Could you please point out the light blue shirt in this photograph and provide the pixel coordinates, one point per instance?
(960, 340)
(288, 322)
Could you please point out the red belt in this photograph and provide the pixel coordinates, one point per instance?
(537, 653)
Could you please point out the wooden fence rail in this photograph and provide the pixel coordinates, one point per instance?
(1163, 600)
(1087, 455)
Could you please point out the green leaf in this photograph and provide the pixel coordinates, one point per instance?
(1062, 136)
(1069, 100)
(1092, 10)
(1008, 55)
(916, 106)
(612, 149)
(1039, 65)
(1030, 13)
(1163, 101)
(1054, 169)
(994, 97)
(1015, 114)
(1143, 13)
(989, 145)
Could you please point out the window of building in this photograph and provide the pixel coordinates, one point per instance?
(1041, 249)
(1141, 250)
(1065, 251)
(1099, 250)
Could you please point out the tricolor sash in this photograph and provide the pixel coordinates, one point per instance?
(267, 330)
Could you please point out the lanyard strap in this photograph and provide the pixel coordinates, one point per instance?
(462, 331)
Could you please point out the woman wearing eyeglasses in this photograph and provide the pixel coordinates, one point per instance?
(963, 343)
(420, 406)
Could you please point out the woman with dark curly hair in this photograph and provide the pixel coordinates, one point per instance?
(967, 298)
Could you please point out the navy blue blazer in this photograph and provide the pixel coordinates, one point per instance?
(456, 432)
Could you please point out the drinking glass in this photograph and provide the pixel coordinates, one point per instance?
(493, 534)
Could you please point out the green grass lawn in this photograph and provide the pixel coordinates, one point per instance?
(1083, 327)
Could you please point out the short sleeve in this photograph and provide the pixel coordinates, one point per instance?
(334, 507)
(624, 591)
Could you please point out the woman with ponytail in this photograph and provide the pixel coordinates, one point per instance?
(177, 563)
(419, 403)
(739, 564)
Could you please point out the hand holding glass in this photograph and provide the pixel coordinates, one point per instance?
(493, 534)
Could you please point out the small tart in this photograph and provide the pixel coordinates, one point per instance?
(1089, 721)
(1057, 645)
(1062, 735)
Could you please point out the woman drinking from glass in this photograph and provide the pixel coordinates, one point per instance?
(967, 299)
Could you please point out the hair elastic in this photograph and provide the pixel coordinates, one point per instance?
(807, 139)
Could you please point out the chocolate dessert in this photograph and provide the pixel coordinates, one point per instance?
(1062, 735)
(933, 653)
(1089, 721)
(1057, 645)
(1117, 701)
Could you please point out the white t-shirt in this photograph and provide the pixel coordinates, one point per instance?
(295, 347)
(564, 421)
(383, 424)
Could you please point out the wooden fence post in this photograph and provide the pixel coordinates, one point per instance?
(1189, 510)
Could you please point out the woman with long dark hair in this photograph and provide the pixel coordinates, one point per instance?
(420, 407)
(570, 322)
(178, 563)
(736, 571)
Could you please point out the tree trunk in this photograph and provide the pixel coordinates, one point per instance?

▸ ASSIGNMENT
Each of the records shown above needs to be repeated exactly.

▸ EXPECTED OUTPUT
Could you please point out the light blue shirt in this photograph and provide the pixel coordinates, one point per instance?
(960, 340)
(288, 322)
Could you please point out the red belt in this photograph and provide the pixel coordinates, one point per instance?
(537, 653)
Could you please point out the wooden fence rail in this photograph and provide the pixel coordinates, one point per instance?
(1163, 600)
(1087, 455)
Could you please point out the green leaf in this photograph and provide the pixel coordinates, one point per instance?
(1062, 136)
(1069, 100)
(1092, 10)
(1008, 55)
(916, 106)
(612, 149)
(1039, 65)
(1030, 13)
(1163, 101)
(1054, 169)
(994, 97)
(1015, 114)
(1143, 13)
(989, 145)
Could you please point out the window of building in this photograph and provide the pixel coordinates, one point per instance?
(1041, 249)
(1141, 250)
(1065, 251)
(1099, 250)
Could you please point out the tricolor sash in this photograph and provide the pixel coordinates, one point per instance?
(267, 330)
Could you please point out the lanyard strap in this photograph and provide the pixel coordinates, one point per instance?
(462, 331)
Could you please point out the woman wearing eyeglasses in this photograph and provide the pixel coordinates, one point per instance?
(963, 343)
(420, 406)
Could you please point out the woman with dark curly hair in this photograph and provide the pixel coordinates, one point per instance?
(967, 298)
Could you please point out the navy blue blazer in this photograph and provide the pixel coordinates, one point per instance?
(456, 432)
Could you please point out the drinking glass in this photograph and provide the pixel coordinates, one point per instance?
(493, 534)
Could you please point out the green grass lawn in this photograph and provide the pixel coordinates, one point per instance?
(1083, 327)
Could you please point out the short sleeve in this photograph and provide the pixel coordinates, one point per instance?
(334, 507)
(624, 591)
Could you please point out the woman with ponytail in this photograph and provide the pixel coordinates, one point per instance?
(177, 563)
(419, 403)
(739, 564)
Could you please point out the hand holding glass in this photograph and provide the pixel coordinates, one point per instance?
(493, 534)
Could you please point out the small tart in this photograph and provide the pixel coordinates, one point per instance?
(1089, 721)
(1057, 645)
(1062, 735)
Could you please point out the woman drinking from glass in this photograph and provide the pixel coordinates, one point per instance?
(967, 299)
Could you please point out the hair elastic in this photograph and provide the pixel coordinates, one point per instance?
(807, 139)
Could you please point out the chocolate dessert in this photograph and provide the pixel coordinates, one point per instance?
(1062, 735)
(933, 653)
(1089, 721)
(1057, 645)
(1117, 701)
Could you please point out the white t-shirt in this photograph and provide the pixel coordinates, one point per instance?
(295, 347)
(564, 421)
(383, 424)
Could you please point out the wooden fence post in this photograph and provide the pixel coordinates, one point per instance?
(1189, 510)
Could you please point out the woman with long dark hair in this photograph and provide the pixel coordinates, one point per instance?
(420, 407)
(570, 322)
(178, 563)
(736, 571)
Could you please point out the tree trunk in this photograph and provide the pixel coordinates, one point per instance?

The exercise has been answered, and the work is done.